Reading text –
start
Dana spends one hour each week on each of her classes, beyond any assignments, to go over all her notes, improve them when she can, and write a few questions that would seem to be something that could show up on the final.  By the time finals week comes, she reads through her notes, spends about an hour a day on each class until that final is done, adding one extra hour sometimes for an especially stressful class, and thinks she is fairly well prepared.

Who gets the best finals grades?  Who feels the best during the break between semesters?

Which strategy do you use, or do you have something else that works for you?

Student Success Strategy #76:  Think of preparing for final exams as an obligation.  Pay a little at a time through the semester, or pay during finals week.  In either case, you pay.  But what you earn – and learn – from your payment is up to you.

Student Success Strategy #74: Gearing up for Finals!

The semester is about two-thirds done by now, and you are feeling the post-midterm slump.  You have lost some of your motivation and excitement from classes, even those within your areas of interest.  Don’t stop now!

Even if you are happy with your progress throughout the semester, and your grades so far, you need to find a way to gear up for finals.

This is a great time to refine your study habits.

Have you been keeping up with all your assignments?  Make it a goal to finish those in the next few weeks two days early, and use the two extra days to review material from the first weeks of class.

Have you been taking great notes?  After reviewing them in the evening after your class, take an extra ten minutes to review notes from the beginning of the semester, going through two or three class periods of notes each night.

Have you been studying alone?  Make arrangements for a session or two with a friend in the class, and see whether your early notes can be combined for even greater understanding.  Then discuss what is left of the semester and how to keep each other on track.

Having a study partner, whether you actually study together or just check in with each other, can help you maintain progress throughout the semester.  A simple question – “Did you finish your work yesterday?” – can remind you that even a single day lost may make a difference.  Letting each other know what you need to do, and including an early review of material long past, can set you up for easier times near finals week.
end
What to work on –
#1 In the study-strategies text, how much time does Dana spend each week on each of her classes beyond any assignments?
#2 Reproduce everything in the study-strategies text from "Even if you" down to "other on track.".

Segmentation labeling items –
start
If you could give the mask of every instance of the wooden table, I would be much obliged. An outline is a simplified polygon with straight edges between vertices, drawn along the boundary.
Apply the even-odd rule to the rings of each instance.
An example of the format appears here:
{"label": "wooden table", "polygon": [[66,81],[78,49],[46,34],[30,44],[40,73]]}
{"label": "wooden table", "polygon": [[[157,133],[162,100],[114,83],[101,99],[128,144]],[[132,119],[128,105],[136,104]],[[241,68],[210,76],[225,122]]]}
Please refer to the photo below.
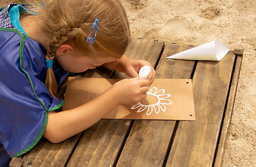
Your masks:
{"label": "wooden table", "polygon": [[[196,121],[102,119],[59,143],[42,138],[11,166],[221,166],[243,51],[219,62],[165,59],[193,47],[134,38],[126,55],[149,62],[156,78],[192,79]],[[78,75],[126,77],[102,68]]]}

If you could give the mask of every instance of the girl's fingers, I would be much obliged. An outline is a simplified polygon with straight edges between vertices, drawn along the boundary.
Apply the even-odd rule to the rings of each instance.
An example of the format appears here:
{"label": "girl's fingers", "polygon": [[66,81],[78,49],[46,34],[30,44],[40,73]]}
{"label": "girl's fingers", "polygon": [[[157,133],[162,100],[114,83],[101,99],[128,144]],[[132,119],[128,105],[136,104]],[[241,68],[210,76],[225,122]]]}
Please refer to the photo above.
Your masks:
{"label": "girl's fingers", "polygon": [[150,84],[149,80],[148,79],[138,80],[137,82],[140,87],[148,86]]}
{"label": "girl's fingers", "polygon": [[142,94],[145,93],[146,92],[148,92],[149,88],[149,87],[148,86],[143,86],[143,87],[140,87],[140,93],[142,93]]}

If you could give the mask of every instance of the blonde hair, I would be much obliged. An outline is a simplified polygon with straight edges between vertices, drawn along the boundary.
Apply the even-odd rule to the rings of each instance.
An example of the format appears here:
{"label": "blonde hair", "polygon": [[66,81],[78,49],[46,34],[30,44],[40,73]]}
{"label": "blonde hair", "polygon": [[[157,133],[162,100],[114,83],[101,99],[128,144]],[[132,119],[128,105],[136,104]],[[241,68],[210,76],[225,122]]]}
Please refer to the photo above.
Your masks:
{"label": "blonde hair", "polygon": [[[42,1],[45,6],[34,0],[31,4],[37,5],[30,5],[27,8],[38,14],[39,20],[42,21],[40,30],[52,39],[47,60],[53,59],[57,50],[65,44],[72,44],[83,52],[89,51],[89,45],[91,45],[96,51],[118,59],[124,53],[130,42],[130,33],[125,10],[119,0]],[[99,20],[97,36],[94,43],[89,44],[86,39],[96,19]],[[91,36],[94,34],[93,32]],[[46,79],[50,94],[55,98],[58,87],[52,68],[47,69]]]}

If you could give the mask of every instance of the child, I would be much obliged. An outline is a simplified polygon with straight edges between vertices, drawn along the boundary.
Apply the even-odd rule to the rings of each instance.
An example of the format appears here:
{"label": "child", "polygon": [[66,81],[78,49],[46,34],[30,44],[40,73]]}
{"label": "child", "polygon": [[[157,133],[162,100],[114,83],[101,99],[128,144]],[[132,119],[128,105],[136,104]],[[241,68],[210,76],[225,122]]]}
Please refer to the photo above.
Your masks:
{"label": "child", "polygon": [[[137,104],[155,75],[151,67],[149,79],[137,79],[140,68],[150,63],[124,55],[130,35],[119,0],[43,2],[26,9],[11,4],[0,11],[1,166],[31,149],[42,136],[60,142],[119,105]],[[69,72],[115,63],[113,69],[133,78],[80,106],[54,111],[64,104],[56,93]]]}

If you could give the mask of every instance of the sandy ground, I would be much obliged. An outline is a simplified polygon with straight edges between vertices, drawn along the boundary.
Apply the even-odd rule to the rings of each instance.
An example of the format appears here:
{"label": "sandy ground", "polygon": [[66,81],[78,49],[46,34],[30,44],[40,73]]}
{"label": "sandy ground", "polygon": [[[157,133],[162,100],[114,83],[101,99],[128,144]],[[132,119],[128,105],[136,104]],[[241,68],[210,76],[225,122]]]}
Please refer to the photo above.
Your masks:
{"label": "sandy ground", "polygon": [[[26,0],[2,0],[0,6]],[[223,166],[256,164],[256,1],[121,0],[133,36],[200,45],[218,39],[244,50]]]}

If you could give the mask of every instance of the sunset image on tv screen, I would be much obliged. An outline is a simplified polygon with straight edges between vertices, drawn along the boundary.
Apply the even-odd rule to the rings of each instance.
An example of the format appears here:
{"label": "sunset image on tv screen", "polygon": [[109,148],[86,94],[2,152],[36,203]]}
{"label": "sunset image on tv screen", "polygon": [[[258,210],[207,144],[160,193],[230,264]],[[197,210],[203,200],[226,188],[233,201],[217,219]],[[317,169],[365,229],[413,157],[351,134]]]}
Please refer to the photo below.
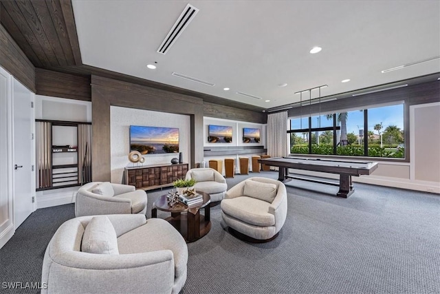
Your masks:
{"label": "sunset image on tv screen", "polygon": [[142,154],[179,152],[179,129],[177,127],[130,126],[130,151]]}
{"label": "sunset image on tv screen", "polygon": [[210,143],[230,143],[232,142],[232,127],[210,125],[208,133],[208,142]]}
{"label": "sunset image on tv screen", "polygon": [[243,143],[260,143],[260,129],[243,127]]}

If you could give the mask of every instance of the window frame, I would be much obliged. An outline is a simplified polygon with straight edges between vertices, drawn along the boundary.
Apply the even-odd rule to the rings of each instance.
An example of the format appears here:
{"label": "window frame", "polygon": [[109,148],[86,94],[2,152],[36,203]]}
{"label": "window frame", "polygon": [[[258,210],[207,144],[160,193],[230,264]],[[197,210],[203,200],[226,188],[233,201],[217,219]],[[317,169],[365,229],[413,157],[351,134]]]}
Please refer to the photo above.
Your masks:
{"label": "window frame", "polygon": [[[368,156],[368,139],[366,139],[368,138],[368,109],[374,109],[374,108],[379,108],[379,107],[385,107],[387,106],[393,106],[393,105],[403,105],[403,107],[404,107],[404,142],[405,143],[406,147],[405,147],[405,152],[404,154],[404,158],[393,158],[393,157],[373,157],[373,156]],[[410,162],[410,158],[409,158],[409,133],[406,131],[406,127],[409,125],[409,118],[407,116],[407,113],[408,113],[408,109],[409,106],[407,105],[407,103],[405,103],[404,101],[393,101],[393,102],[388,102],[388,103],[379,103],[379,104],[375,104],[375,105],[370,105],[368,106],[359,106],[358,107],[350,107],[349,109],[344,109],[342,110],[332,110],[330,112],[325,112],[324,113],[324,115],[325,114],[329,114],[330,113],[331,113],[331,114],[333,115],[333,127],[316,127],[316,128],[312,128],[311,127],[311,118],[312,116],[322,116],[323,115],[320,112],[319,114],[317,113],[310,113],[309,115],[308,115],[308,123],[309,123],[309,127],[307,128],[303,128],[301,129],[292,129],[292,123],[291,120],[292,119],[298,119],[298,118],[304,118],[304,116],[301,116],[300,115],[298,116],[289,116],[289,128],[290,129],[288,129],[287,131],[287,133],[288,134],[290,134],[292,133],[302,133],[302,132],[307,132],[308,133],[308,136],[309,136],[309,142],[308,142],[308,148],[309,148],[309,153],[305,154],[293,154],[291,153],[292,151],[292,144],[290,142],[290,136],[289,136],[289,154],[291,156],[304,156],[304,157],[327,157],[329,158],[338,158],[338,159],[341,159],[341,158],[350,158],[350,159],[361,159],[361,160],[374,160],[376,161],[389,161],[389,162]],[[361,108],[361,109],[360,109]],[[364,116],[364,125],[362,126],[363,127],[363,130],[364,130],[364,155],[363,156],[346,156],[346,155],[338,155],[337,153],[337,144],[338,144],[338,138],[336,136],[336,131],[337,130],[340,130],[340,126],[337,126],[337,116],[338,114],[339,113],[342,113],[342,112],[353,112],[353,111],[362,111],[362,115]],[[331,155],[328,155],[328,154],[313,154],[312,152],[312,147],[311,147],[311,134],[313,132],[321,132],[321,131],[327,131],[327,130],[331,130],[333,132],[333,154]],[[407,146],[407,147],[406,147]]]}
end
Set of answers –
#1 One hour.

#2
Even if you are happy with your progress throughout the semester, and your grades so far, you need to find a way to gear up for finals.

This is a great time to refine your study habits.

Have you been keeping up with all your assignments?  Make it a goal to finish those in the next few weeks two days early, and use the two extra days to review material from the first weeks of class.

Have you been taking great notes?  After reviewing them in the evening after your class, take an extra ten minutes to review notes from the beginning of the semester, going through two or three class periods of notes each night.

Have you been studying alone?  Make arrangements for a session or two with a friend in the class, and see whether your early notes can be combined for even greater understanding.  Then discuss what is left of the semester and how to keep each other on track.